WHAT IS NEEDED: Below this line is a set of entries; quote exactly the lines from the line that contains "In this format" to the line that contains "258L306 263L309 230H289ZM420", both lines included.

INFORMATION SUPPLIED:
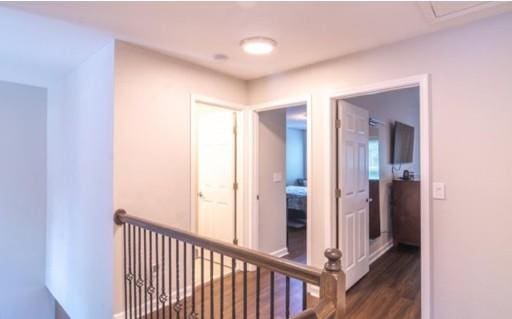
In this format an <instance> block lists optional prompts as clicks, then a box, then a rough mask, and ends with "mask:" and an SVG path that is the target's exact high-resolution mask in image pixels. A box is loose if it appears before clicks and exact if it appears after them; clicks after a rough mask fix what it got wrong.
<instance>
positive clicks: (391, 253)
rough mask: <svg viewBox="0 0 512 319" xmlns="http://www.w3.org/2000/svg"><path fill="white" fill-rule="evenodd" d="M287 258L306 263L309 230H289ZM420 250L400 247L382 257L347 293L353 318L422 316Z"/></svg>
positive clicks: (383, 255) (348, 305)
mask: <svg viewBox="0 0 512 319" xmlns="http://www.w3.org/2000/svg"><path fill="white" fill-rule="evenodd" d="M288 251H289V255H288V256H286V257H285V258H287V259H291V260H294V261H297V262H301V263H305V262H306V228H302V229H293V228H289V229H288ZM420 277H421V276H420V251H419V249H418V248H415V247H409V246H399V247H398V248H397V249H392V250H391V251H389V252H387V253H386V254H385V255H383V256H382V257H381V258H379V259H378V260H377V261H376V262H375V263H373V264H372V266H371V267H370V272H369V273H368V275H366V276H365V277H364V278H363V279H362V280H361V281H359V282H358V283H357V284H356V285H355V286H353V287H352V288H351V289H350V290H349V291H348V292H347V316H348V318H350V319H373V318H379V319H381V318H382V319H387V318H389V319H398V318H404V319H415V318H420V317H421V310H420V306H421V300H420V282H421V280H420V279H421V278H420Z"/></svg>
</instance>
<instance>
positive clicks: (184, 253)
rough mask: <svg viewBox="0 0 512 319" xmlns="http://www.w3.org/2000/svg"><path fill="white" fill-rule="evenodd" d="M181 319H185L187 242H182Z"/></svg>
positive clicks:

...

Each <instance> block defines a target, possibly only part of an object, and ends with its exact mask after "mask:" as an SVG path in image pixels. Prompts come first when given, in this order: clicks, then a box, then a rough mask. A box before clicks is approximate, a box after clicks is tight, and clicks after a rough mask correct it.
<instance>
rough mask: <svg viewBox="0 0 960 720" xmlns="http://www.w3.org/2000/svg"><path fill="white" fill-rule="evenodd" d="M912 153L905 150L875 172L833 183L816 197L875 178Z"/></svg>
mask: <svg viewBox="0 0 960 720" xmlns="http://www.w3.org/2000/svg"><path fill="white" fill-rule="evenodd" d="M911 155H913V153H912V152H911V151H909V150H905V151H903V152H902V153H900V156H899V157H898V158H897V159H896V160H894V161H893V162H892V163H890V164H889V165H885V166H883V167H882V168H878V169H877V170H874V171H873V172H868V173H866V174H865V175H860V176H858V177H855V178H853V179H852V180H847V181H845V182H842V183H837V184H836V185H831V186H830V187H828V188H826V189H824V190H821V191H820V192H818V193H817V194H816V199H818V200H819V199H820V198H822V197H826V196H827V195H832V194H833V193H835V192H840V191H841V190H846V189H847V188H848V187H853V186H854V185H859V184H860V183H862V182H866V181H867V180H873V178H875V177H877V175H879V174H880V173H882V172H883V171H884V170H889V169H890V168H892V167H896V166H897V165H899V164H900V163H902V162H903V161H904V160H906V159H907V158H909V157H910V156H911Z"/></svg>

==

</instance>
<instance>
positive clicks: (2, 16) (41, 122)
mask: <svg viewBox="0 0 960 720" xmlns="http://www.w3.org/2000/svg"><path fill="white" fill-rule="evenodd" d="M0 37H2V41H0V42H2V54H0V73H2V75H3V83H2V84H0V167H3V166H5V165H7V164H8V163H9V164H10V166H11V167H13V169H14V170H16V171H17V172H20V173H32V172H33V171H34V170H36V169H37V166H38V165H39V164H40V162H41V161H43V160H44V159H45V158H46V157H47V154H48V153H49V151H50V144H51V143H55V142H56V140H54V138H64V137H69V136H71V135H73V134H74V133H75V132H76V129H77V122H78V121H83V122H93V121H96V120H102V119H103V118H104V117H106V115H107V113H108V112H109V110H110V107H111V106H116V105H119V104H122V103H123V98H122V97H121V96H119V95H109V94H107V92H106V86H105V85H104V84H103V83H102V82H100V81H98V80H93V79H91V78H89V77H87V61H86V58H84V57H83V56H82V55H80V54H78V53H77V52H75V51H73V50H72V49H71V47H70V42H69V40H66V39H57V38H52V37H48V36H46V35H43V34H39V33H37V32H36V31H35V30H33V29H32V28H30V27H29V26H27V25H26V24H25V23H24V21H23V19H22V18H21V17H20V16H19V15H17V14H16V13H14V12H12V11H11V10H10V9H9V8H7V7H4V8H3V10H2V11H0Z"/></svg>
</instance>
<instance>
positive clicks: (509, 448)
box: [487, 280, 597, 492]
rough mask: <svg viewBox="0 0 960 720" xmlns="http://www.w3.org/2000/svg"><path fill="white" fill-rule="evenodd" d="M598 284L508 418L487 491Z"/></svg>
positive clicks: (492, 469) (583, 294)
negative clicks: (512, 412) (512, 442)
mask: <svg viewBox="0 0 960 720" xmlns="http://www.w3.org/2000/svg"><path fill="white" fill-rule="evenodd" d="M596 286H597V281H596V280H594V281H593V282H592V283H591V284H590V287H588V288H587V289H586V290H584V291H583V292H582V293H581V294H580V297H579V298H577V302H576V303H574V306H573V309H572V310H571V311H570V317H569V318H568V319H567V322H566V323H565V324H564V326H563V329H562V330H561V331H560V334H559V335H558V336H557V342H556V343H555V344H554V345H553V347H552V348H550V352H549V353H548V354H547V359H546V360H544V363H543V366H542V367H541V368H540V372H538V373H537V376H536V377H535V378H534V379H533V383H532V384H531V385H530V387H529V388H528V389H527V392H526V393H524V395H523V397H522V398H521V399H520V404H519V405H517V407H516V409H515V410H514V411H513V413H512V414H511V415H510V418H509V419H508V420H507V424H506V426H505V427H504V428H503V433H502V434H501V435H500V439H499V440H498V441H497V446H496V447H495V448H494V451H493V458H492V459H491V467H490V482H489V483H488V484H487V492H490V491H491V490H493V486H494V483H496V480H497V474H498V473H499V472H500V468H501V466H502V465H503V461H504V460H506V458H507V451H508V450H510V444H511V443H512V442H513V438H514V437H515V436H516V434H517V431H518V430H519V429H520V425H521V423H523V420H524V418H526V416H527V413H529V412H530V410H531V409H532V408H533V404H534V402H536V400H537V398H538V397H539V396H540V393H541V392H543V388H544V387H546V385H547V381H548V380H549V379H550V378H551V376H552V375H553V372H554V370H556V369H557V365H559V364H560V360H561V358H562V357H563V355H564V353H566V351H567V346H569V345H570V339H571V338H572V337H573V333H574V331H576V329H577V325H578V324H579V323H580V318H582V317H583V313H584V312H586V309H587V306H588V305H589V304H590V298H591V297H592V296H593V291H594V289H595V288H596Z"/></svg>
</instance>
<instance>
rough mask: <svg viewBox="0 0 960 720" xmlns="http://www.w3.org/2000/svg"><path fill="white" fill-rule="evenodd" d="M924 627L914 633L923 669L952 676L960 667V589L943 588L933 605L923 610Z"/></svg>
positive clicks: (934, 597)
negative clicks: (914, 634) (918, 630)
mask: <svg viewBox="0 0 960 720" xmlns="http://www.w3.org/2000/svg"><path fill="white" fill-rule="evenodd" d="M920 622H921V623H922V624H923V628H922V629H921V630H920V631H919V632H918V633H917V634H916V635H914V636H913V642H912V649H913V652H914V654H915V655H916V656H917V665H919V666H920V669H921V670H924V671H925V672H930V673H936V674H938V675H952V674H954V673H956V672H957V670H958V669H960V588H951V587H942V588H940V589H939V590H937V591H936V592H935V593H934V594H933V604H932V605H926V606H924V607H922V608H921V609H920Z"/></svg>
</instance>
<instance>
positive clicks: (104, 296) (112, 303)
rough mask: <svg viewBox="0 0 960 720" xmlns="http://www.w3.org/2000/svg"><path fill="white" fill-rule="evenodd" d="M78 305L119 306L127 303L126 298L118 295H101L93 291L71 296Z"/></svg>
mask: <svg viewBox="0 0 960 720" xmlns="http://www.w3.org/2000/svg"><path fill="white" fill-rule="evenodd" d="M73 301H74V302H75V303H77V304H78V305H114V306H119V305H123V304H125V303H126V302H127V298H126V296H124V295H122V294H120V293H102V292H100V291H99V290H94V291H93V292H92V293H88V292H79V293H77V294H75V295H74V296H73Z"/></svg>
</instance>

THE COMPLETED TASK:
In this format an <instance> block lists optional prompts as clicks, then a box, then a rough mask, and ends with "mask:" and an SVG path that is the target's exact high-resolution mask in image pixels. A box is loose if it appears before clicks and exact if it appears after them; clicks after a rough mask fix what it got wrong.
<instance>
positive clicks: (391, 253)
rough mask: <svg viewBox="0 0 512 319" xmlns="http://www.w3.org/2000/svg"><path fill="white" fill-rule="evenodd" d="M287 258L306 263L309 230H289ZM420 250L400 247L382 257L347 293L353 318L422 316Z"/></svg>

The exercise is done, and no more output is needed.